W
czasie zjazdu absolwentów liceum były nauczyciel pyta dawnego
ucznia:
-A ty Kaziu masz dzieci?
-Ośmioro - odpowiada
dumny ojciec.
-Zawsze taki sam - mruczy staruszek - W klasie też
nigdy nie uważałeś...
-
Świetnie wyglądasz. Jesteś na urlopie?
- Nie ja. Mój szef.
Mała
żmijka pyta się mamy:
- Czy ja jestem jadowita?
- A
dlaczego się pytasz?
- Bo przed chwilą ugryzłam się w
język...
-
Czy to prawda, że wszystkie grzyby są jadalne?
- Tak, z tym że
niektóre tylko raz w życiu.
-
Gdzie ty uzbierałeś tyle grzybów?
- U sąsiadów na
strychu.

Zadania do wykonania »
**1.** Przepisz z dowcipów fragment między słowami „-Zawsze taki sam” a „ja jestem jadowita?”, włącznie z nimi.
**2.** W co według dowcipów ugryzła się mała żmijka?
Wiersze pochodzą z innego źródła niż dowcipy.

Dostarczone dane »

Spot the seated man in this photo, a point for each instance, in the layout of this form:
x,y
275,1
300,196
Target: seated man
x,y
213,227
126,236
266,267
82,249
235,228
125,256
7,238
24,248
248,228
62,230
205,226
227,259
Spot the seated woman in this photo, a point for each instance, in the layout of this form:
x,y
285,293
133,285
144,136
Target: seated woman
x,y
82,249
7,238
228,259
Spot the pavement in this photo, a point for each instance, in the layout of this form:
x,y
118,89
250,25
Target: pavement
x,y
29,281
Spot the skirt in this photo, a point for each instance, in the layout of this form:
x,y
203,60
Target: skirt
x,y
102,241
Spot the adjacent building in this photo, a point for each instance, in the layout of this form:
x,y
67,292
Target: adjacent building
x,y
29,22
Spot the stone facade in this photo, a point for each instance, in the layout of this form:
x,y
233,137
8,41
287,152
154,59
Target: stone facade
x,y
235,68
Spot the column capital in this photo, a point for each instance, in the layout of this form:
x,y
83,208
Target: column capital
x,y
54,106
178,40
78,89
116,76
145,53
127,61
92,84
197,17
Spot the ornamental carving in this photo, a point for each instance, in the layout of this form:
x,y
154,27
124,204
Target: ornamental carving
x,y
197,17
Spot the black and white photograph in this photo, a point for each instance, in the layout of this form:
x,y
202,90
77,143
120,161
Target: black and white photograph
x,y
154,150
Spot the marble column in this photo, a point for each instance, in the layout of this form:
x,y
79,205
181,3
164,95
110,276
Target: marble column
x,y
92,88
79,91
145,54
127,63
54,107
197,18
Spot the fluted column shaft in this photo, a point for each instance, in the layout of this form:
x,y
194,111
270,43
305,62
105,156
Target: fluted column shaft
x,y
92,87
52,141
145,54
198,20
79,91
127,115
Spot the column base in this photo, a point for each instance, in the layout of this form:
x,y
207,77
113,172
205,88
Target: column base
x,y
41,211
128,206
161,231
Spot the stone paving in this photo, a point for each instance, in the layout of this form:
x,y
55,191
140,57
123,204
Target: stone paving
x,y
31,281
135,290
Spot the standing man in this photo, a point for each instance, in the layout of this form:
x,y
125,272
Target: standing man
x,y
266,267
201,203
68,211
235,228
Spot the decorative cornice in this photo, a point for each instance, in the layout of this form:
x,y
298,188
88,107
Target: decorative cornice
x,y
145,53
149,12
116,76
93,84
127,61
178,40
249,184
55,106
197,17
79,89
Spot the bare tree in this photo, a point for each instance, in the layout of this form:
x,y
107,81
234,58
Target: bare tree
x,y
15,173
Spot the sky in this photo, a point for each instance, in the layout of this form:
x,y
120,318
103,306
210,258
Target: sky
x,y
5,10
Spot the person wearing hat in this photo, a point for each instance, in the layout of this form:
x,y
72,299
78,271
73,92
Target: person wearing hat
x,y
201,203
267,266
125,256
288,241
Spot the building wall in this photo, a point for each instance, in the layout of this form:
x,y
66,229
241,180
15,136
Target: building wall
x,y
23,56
--
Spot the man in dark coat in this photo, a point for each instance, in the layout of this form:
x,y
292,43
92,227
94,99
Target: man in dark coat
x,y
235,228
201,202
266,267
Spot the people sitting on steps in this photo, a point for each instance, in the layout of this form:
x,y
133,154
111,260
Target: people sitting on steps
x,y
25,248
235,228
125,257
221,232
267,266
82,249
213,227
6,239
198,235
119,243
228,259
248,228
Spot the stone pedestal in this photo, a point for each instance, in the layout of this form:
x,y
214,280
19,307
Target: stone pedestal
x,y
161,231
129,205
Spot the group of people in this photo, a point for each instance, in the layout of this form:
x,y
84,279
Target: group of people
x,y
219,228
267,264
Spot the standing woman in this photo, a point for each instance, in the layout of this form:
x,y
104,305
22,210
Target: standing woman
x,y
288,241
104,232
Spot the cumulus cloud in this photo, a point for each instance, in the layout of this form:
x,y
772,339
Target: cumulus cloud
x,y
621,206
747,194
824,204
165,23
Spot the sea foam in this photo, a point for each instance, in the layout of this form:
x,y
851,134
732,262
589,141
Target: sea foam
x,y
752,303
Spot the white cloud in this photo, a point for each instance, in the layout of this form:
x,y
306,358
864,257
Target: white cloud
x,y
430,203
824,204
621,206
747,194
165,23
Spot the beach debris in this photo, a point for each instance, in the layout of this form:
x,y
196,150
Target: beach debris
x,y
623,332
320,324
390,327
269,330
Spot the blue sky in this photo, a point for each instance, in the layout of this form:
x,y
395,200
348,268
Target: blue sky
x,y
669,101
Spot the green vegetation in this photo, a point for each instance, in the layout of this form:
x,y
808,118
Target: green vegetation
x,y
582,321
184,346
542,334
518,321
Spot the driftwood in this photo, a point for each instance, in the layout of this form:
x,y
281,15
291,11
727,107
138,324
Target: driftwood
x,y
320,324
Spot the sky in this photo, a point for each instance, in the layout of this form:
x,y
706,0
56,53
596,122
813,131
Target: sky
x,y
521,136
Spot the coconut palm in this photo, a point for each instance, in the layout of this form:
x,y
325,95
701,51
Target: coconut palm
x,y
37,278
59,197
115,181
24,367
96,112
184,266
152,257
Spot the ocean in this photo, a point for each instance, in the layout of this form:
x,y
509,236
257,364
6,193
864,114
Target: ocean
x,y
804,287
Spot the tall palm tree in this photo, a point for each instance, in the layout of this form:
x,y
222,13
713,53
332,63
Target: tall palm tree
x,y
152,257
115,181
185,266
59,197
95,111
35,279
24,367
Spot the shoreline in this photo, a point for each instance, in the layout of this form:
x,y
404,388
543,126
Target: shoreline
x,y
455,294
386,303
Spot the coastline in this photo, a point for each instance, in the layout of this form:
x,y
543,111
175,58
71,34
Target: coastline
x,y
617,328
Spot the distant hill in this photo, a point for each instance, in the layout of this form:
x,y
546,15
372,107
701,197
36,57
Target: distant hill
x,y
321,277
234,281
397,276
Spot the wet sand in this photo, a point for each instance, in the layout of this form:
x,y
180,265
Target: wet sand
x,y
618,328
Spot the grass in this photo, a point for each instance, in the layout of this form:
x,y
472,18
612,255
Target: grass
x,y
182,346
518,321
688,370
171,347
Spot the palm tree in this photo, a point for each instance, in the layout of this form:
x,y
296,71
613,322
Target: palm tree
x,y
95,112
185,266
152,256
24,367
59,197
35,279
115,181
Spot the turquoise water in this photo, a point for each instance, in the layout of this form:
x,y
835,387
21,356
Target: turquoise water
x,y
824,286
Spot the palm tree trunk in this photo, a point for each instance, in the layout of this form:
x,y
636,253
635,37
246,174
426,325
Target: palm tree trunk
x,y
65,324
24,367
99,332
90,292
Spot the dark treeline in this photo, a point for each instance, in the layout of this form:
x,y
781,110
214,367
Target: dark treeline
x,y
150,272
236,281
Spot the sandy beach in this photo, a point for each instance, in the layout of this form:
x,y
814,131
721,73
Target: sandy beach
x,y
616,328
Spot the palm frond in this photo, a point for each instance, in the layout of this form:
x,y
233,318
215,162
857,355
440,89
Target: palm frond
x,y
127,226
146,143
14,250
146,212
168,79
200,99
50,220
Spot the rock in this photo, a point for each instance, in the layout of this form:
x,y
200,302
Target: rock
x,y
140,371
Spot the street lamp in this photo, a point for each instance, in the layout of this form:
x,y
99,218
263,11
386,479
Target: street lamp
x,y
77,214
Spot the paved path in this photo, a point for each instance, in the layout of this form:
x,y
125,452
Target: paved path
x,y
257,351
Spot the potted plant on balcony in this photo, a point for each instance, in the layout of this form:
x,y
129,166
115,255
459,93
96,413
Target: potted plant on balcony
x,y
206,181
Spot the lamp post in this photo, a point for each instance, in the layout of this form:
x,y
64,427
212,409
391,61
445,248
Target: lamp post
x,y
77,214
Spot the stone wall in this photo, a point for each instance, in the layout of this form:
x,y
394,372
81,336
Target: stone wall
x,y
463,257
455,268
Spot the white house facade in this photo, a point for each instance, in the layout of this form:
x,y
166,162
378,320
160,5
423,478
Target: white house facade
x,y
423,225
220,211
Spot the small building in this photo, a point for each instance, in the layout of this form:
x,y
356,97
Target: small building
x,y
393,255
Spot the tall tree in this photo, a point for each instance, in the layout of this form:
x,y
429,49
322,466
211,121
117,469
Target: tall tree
==
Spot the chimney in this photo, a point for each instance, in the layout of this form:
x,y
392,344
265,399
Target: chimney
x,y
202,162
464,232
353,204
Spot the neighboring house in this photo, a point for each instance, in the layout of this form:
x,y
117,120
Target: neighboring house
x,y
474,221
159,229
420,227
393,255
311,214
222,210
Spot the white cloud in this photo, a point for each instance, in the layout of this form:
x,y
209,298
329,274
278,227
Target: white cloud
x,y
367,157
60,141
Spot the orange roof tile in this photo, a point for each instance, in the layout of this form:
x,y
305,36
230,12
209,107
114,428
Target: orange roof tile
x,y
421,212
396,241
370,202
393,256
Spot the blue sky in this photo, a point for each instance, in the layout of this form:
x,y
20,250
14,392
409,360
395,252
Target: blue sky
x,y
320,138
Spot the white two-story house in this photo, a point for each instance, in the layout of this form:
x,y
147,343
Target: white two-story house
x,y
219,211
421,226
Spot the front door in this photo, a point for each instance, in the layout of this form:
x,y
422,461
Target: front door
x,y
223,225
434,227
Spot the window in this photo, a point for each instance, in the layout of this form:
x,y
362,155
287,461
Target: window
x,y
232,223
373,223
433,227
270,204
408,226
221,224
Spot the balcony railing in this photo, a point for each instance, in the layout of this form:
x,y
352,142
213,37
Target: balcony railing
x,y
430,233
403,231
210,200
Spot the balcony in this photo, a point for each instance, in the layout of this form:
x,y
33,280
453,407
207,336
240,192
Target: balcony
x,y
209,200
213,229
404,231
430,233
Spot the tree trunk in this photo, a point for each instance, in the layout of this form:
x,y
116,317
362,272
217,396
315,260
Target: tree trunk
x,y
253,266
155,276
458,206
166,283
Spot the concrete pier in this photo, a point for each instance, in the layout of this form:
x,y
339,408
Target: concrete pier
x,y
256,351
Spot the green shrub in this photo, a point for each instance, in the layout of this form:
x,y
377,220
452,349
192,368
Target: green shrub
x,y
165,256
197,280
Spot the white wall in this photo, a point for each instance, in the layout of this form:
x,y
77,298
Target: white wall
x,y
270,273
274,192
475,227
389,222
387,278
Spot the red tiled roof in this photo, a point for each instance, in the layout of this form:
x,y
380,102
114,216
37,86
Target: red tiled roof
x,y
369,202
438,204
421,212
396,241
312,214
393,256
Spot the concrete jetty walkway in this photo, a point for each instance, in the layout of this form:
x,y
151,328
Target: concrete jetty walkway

Odpowiedzi do zadań »
**1.**
-Zawsze taki sam - mruczy staruszek - W klasie też
nigdy nie uważałeś...
-
Świetnie wyglądasz. Jesteś na urlopie?
- Nie ja. Mój szef.
Mała
żmijka pyta się mamy:
- Czy ja jestem jadowita?

**2.** W język.